== Arbeitsauftrag 1 ==
Nenne sämtliche Geldbeträge, die der Seitenauszug angibt, mit ihrer Währungsangabe.

== Seitenauszug ==
——

Wenn KI in Crowdsourcing-Plattformen eingesetzt wird, kann das helfen, Ressourcen zu bündeln und die Offenlegung von Schwachstellen effizienter zu gestalten.

Für viele Unternehmen hat Sicherheit inzwischen oberste Priorität. Die digitale Transformation ist an die zweite Stelle gerückt. Der Grund ist leicht ersichtlich. Der Schutz der Infrastrukturen erfordert häufig mehr Ressourcen als der Ausbau des Geschäftes. Zwar steigen IT-Ausgaben insgesamt schnell, aber die Kosten für Cybersicherheit steigen noch schneller.

Laut Gartner werden sich die weltweiten IT-Ausgaben im Jahr 2024 auf fast 5 Billionen US-Dollar belaufen, was einem Anstieg von 6,8 Prozent gegenüber 2023 entspricht. Gartner schätzt, dass die Ausgaben für Cybersicherheit im Jahr 2024 215 Milliarden US-Dollar erreichen werden, was einem Anstieg von 14,3 Prozent gegenüber dem Vorjahr entspricht.

Dabei machen die Ausgaben für die Cybersicherheit nur einen Bruchteil der weltweiten Kosten der Cyberkriminalität aus, die von dem Forschungsunternehmen Cybersecurity Ventures auf 9,5 Billionen Dollar im Jahr 2024 geschätzt werden. Das ist fast das Doppelte der weltweiten jährlichen Ausgaben für IT. Wäre Cyberkriminalität eine Volkswirtschaft, so wäre sie nach den USA und China die drittgrößte der Welt.

——

== Bereitgestellte Einträge ==

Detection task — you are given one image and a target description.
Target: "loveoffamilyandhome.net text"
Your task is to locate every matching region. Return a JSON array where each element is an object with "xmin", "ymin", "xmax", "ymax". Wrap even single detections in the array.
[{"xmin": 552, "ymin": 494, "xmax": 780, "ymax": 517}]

——

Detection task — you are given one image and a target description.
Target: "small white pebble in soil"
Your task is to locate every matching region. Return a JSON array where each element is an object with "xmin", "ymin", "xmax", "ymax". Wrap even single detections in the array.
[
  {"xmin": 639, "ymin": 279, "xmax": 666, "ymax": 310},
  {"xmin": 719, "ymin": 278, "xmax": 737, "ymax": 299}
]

——

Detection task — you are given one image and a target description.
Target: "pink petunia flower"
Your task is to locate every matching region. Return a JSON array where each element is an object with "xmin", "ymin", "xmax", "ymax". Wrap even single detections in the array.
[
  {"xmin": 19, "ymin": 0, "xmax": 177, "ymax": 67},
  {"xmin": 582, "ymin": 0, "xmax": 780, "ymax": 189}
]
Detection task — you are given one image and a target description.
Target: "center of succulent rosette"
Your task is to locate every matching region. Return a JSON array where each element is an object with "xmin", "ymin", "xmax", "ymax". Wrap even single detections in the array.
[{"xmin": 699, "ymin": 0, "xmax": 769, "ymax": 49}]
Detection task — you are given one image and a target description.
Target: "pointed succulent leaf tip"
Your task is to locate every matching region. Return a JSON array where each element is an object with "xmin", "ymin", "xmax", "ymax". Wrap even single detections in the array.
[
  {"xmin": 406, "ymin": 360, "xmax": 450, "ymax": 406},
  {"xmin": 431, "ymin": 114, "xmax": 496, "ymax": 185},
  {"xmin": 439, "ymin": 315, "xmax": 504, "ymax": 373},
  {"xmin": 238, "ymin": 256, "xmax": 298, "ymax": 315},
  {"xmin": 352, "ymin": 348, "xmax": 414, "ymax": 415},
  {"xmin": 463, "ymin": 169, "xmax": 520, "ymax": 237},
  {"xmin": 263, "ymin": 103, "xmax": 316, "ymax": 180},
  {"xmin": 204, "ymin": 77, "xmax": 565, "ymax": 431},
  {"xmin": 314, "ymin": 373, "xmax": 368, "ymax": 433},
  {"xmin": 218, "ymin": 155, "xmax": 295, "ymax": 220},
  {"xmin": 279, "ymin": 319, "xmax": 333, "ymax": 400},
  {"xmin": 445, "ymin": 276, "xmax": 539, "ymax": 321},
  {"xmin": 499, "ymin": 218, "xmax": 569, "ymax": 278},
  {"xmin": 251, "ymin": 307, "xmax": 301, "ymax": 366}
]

——

== Arbeitsauftrag 2 ==
Gib an, in wie vielen Zeilen der Einträge das Wort "succulent" vorkommt.

== Schriftliche Lösung 1 ==
- fast 5 Billionen US-Dollar
- 215 Milliarden US-Dollar
- 9,5 Billionen Dollar

== Schriftliche Lösung 2 ==
2